Условие задания -
Допишите фрагмент о детях в фильмах Маргариты Барской, продолжив его сразу после последнего предложения.

------ Фрагмент текста

"Если вы спросите ребёнка: "Как тебя зовут?" - писала Барская, - то /.../ он поступит так: нога дрыгнет в сторону, голова склонится к плечу, или нос уткнётся в грудь, руки задерут платьице выше пупа, или палец моментально в раздумье заковыряет глаз, нос, ухо или ухватит волосы, животик выпятится вперёд, и только после этих сложных операций - он вам скажет: "Коля". У нормального взрослого человека скупая пластика. У ребёнка пластика в переизбытке, часто без всякой логики. И эта пластика - общая для них всех - индивидуализирована у каждого в отдельности. Этот-то переизбыток накопленной мускульной энергии, расходуемый в вычурных и почти беспрерывных движениях ребёнка, я и называю "пластическим фольклором"" (
Цит. по: Наталья Милосердова. Возвращение Маргариты Барской - "Киноведческие записки", Москва, 2010, № 94/95. С. 240).
Ясно, что все эти "пластические" излишества, красочно описанные Барской, ребёнок не станет послушно воспроизводить по режиссёрской указке и после команды "Мотор!" - а если и будет, говоря простейшие фразы, искусственно дрыгать ногами, чесаться или дёргать себя за ухо, то создаст полное впечатление, что его несчастный персонаж маленечко не в себе. Значит, проявления "пластического фольклора" должны быть самыми натуральными, то есть - зафиксированными "как есть" и в процессе своего рождения. И в этом состоит фундаментальное и "преждевременное", на десятилетия опережающее общий кинопроцесс, открытие Барской.
Можно даже сказать, что если раньше на экране представали, пусть и блистательно воплощённые, но - образы детей, то у Барской впервые возникли именно дети со всей бережно сохранённой изображением индивидуальной психофизикой каждого ребёнка. Этот вроде бы не самый существенный для идейной нагрузки фильмов пластический обертон и явился тем смыслообразующим ферментом, который стал радикально перестраивать их содержание.
До середины 30-х советское кино, как правило, чётко делило героев по классовому признаку: одни принадлежали к "хорошему" классу, другие, соответственно - к "плохому". В этом же духе неукоснительно писали и о
Рваных башмаках: здесь, мол, рабочие непримиримо противостоят хозяевам. Однако черта, рассекающая персонажей на два лагеря, проложена в фильме совсем в иной, и в самой неожиданной, системе смысловых координат.

------------
------ Набор данных

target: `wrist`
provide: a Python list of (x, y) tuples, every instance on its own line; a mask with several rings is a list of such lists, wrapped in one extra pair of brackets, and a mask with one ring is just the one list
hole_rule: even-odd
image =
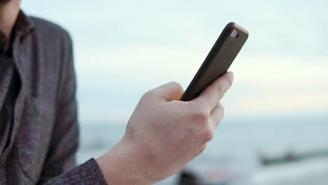
[[(120, 142), (121, 143), (121, 142)], [(133, 146), (118, 144), (97, 159), (109, 184), (151, 184)]]

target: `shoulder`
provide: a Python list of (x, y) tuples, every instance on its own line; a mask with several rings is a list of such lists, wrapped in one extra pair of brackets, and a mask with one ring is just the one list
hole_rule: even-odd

------------

Ответ на задание -
В пропагандистских фильмах дети обычно изображались как пронырливые фанатики - на всё готовые "маленькие помощники" взрослых. У Барской же они - не органичная часть "взрослого мира" и не "продолжение" его, а своеобразное "государство в государстве". Это словно совсем иные существа, живущие на другой, независимой от взрослых и неведомой им планете. Не зря Барская восхищалась прожектами Вани Сивкина - достойного представителя тех "русских мальчиков", что, как предрекал Достоевский, даже карту звёздного неба вернут тебе вдохновенно "исправленной".
11-летний Ваня начертил и разъяснил подробнейший проект грядущего переустройства своей родной деревни Затулаевка. Маленький утопист особенно подчеркивал, что в той семиярусной башне, где в самом ближайшем будущем привольно разместится социалистическая Затулаевка, "взрослые должны жить отдельно, а дети в своём ярусе выше".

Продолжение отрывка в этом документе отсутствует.